● **TEXT UNDER STUDY**:
An antifungal drug called griseofulvin has been around now for almost 40 years for treatment skin fungal infections. It has now been discovered that it maybe useful in treating cancer as it has been shown to inhibit growth of cancer cells in the lab. This was reported by international team of scientists. Leslie Wilson, professor of biochemistry and pharmacology at the University of California, Santa Barbara, The results are published in online edition of the Proceedings of the National Academy of Sciences.
Griseofulvin can be applied as an ointment to treat skin fungal infection like ringworm can now be given orally. "The drug has remarkably few side effects and has been used for a long time, we discovered that it has the ability to inhibit the growth of cancer cells, in a manner that is similar to much more powerful anticancer drugs such as taxol and vinblastine," said Wilson. "Although the anti-cancer activity is weak, it is already approved for human use and could be used along with more powerful anticancer agents as an adjuvant in cancer chemotherapy."
The authors found that the drug works as an anti-proliferative agent and inhibits cancer cells by affecting mitosis, or cell division, and mitotic spindle microtubule function. The authors conclude by saying- "A mild suppression of microtubule dynamics by griseofulvin in tumor cells, combined with the effects of more powerful drugs working through other mechanisms, might provide a therapeutic advantage for treatment of certain tumors."
The work is a collaborative work between Wilson's lab, in UCSB's Department of Biochemistry, Molecular, Cellular and Developmental Biology, and the lab in the School of Biosciences and Bioengineering of the Indian Institute of Technology Bombay, in India.

● **INFORMATION PROVIDED**:

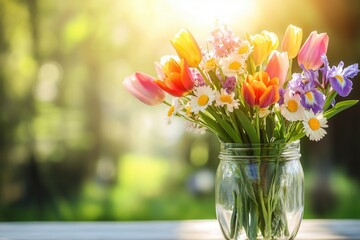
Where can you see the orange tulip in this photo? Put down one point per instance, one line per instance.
(177, 79)
(142, 86)
(260, 90)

● **EXERCISE INSTRUCTIONS**: Copy the griseofulvin article from "An antifungal drug" up to and including "Academy of Sciences.", replacing "antifungal" with "antimycotic".

● **RESPONSE FOR THIS EXERCISE**:
An antimycotic drug called griseofulvin has been around now for almost 40 years for treatment skin fungal infections. It has now been discovered that it maybe useful in treating cancer as it has been shown to inhibit growth of cancer cells in the lab. This was reported by international team of scientists. Leslie Wilson, professor of biochemistry and pharmacology at the University of California, Santa Barbara, The results are published in online edition of the Proceedings of the National Academy of Sciences.